TASK INSTRUCTIONS —
Only the text of the entries below should appear in your exact transcription; leave out every picture.

INFORMATION SHOWN —
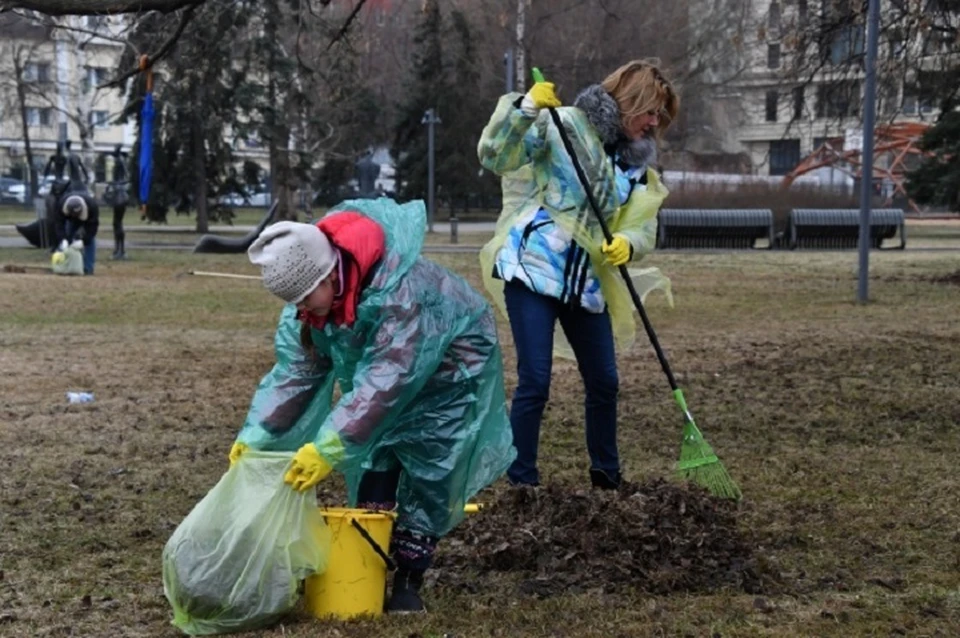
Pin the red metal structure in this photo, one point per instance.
(894, 145)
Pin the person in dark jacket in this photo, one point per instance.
(78, 214)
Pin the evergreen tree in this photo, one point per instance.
(937, 179)
(429, 89)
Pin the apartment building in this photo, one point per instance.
(62, 72)
(801, 87)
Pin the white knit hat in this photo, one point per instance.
(293, 258)
(75, 206)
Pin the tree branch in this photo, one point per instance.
(161, 53)
(96, 7)
(346, 25)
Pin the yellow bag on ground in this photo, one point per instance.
(236, 561)
(68, 259)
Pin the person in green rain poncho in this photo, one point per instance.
(421, 423)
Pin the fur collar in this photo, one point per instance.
(604, 115)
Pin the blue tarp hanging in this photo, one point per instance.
(146, 147)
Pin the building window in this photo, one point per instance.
(898, 44)
(773, 56)
(36, 72)
(784, 156)
(39, 116)
(773, 19)
(772, 97)
(887, 97)
(839, 99)
(920, 97)
(99, 119)
(96, 76)
(843, 45)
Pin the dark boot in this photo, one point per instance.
(120, 251)
(604, 481)
(405, 597)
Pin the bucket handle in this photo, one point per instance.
(374, 544)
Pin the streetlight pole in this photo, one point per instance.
(509, 66)
(430, 119)
(866, 170)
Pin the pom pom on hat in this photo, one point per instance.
(75, 206)
(293, 258)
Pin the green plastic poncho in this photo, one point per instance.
(421, 378)
(536, 172)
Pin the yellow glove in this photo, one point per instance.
(541, 95)
(308, 469)
(617, 251)
(236, 450)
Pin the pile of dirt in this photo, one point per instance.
(952, 279)
(658, 537)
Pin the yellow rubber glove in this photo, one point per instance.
(308, 469)
(236, 451)
(544, 95)
(617, 251)
(541, 95)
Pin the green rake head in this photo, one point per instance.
(698, 463)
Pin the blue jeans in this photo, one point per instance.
(532, 320)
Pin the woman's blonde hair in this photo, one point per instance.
(639, 86)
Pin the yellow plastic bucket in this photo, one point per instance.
(356, 577)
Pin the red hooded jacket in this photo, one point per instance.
(361, 243)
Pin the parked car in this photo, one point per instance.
(12, 191)
(43, 189)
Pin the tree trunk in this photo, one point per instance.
(28, 151)
(521, 78)
(282, 190)
(200, 174)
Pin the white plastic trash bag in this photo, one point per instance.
(236, 561)
(68, 259)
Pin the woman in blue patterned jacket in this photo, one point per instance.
(548, 260)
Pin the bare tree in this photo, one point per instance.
(96, 7)
(821, 46)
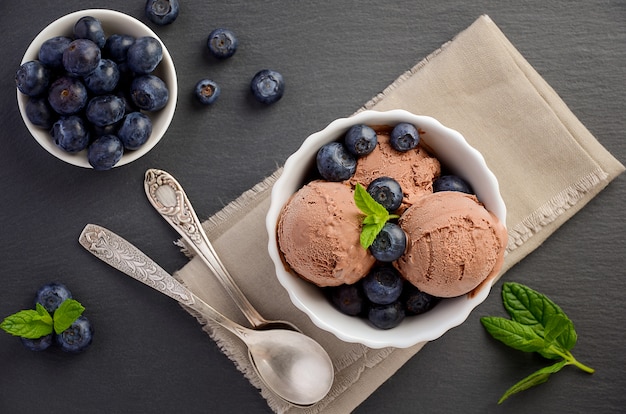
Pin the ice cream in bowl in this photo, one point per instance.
(386, 228)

EXERCISE ANSWER —
Pin the red metal structure in this photo, one point per instance.
(894, 145)
Pin the person in dark jacket in this photo, one point per instance.
(78, 214)
Pin the evergreen tree in this photo, one point per instance.
(937, 179)
(429, 89)
Pin the apartment building in this photo, one point per instance.
(62, 72)
(801, 87)
Pin the white knit hat in this photo, one point per instance.
(293, 258)
(75, 206)
Pin the tree branch in this photo, one point per instance.
(161, 53)
(96, 7)
(346, 25)
Pin the yellow bag on ground in this photo, one point per instance.
(236, 561)
(68, 259)
Pin the person in green rain poncho in this photo, one point per instance.
(421, 423)
Pin the fur collar in this photo, one point per instance.
(604, 115)
Pin the blue tarp hanging in this photo, one point per instance.
(146, 147)
Pin the building window in this photo, one point per instance.
(898, 44)
(773, 56)
(36, 72)
(784, 156)
(39, 116)
(773, 19)
(772, 97)
(887, 97)
(839, 99)
(920, 97)
(99, 119)
(96, 76)
(843, 45)
Pin the dark boot in this photo, one point per instance.
(120, 251)
(604, 481)
(405, 597)
Pin the bucket handle in this photo, one point per instance.
(374, 544)
Pin the streetlight pole in this photo, one point per instance.
(509, 66)
(430, 119)
(866, 170)
Pin the pom pom on hat in this photo, one point per instance.
(75, 206)
(293, 258)
Pin the green plastic poncho in this photo, one point per instance.
(421, 378)
(536, 172)
Pin the yellow glove in this photo, one point per instance.
(541, 95)
(308, 469)
(617, 251)
(236, 450)
Pin the pile of dirt in this photo, one point per instance.
(952, 279)
(658, 537)
Pin the yellow rubber glove in this photo, one point per instance.
(308, 469)
(236, 451)
(544, 95)
(617, 251)
(541, 95)
Pin the green rake head in this photo, one point per instance.
(698, 463)
Pin the blue jeans in this photo, one point per instance.
(532, 320)
Pin the woman's blonde hair in this photo, one point per instance.
(639, 86)
Pin the yellow plastic bucket in this photo, one point per instance.
(356, 577)
Pin the red hooded jacket in this photo, one point per instance.
(361, 243)
Pin the parked car in this photo, one point per instance.
(12, 191)
(43, 189)
Pin the tree trunk in this photo, one point per instance.
(28, 151)
(521, 78)
(282, 190)
(200, 174)
Pin the white plastic trash bag in this photo, one point per instance.
(236, 561)
(68, 259)
Pin the woman in blue patterned jacket in this photo, one point per instance.
(548, 260)
Pin the bare tree in this photo, one point per instance.
(96, 7)
(821, 46)
Pin the ice cream in bowl in this photo, one point per instance.
(386, 228)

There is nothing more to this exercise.